Saved entries
:::::
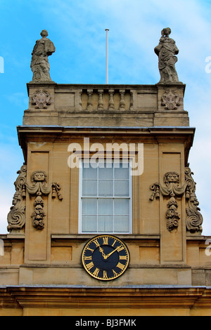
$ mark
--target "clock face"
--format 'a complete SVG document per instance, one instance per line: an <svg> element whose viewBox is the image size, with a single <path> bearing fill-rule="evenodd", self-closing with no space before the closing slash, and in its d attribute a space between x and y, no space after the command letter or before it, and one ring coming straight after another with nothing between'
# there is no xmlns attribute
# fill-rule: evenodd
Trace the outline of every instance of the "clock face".
<svg viewBox="0 0 211 330"><path fill-rule="evenodd" d="M127 270L129 253L125 244L111 235L92 238L84 247L82 264L93 277L102 281L115 279Z"/></svg>

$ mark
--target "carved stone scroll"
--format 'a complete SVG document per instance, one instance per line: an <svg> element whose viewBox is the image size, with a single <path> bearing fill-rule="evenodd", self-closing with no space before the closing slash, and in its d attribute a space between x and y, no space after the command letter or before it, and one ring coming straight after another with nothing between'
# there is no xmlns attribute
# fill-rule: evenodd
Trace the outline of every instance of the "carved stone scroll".
<svg viewBox="0 0 211 330"><path fill-rule="evenodd" d="M186 199L188 203L188 207L186 208L186 228L191 232L201 232L203 231L202 224L203 218L200 208L198 207L199 202L196 196L196 185L194 182L191 169L186 167L185 169L185 177L187 182L187 189L186 192Z"/></svg>
<svg viewBox="0 0 211 330"><path fill-rule="evenodd" d="M13 199L13 206L7 216L7 230L22 230L25 225L25 188L27 166L23 165L17 172L18 176L14 183L15 193Z"/></svg>
<svg viewBox="0 0 211 330"><path fill-rule="evenodd" d="M167 90L162 97L162 105L165 105L165 109L174 110L177 109L177 105L180 105L180 98L175 91Z"/></svg>
<svg viewBox="0 0 211 330"><path fill-rule="evenodd" d="M177 196L183 196L185 193L187 203L186 207L186 229L191 233L201 232L203 216L199 212L198 202L196 196L196 183L194 182L189 167L185 169L185 183L179 187L179 176L176 172L168 172L164 178L165 185L160 183L154 183L151 186L153 191L150 197L151 201L159 199L160 194L170 197L167 204L166 212L167 227L169 231L177 229L179 225L180 215L177 212L178 203L175 199Z"/></svg>
<svg viewBox="0 0 211 330"><path fill-rule="evenodd" d="M30 194L36 195L34 202L34 210L31 216L32 225L36 229L41 230L44 228L44 218L46 216L44 211L44 202L42 197L48 196L52 191L52 198L55 198L57 194L58 199L62 200L63 197L60 192L60 186L57 183L48 185L47 175L44 171L33 172L31 181L32 185L27 183L25 183L25 185Z"/></svg>
<svg viewBox="0 0 211 330"><path fill-rule="evenodd" d="M155 198L160 198L160 192L163 196L170 197L170 202L167 204L167 210L166 211L167 227L171 232L177 229L180 215L177 212L178 203L175 199L177 196L182 196L186 188L186 183L179 187L179 175L177 172L167 172L164 177L165 185L160 183L155 183L151 185L151 190L153 193L150 200L153 201Z"/></svg>

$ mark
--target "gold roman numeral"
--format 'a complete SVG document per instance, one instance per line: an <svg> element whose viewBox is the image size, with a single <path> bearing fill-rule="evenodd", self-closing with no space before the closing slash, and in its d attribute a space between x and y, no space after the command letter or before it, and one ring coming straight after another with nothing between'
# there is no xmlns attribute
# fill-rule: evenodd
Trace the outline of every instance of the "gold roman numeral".
<svg viewBox="0 0 211 330"><path fill-rule="evenodd" d="M98 247L100 246L98 241L97 239L94 239L93 242L96 244L96 247Z"/></svg>
<svg viewBox="0 0 211 330"><path fill-rule="evenodd" d="M91 252L94 252L94 250L93 250L92 249L90 249L90 248L87 248L86 250L89 250L91 251Z"/></svg>
<svg viewBox="0 0 211 330"><path fill-rule="evenodd" d="M96 268L96 269L95 270L95 271L94 272L93 275L94 275L94 276L98 276L99 271L100 271L100 270L99 270L98 268Z"/></svg>
<svg viewBox="0 0 211 330"><path fill-rule="evenodd" d="M106 270L103 270L103 279L108 279Z"/></svg>
<svg viewBox="0 0 211 330"><path fill-rule="evenodd" d="M87 268L88 270L90 270L94 266L94 263L91 262L90 263L87 263L87 265L86 265L87 266Z"/></svg>
<svg viewBox="0 0 211 330"><path fill-rule="evenodd" d="M120 268L120 270L124 270L124 269L125 268L125 266L124 265L122 265L122 263L119 263L118 265L117 265L117 267L118 268Z"/></svg>
<svg viewBox="0 0 211 330"><path fill-rule="evenodd" d="M91 256L90 256L90 257L84 257L84 260L92 260L91 258L92 258Z"/></svg>
<svg viewBox="0 0 211 330"><path fill-rule="evenodd" d="M120 251L124 250L124 248L123 245L120 245L120 246L117 247L117 251L118 251L118 252L120 252Z"/></svg>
:::::
PROBLEM REQUIREMENTS
Find each line in the listing above that contains the string "face", and copy every such line in full.

ANSWER TO THE EXERCISE
--target "clock face"
Trace the outline of every instance of the "clock face".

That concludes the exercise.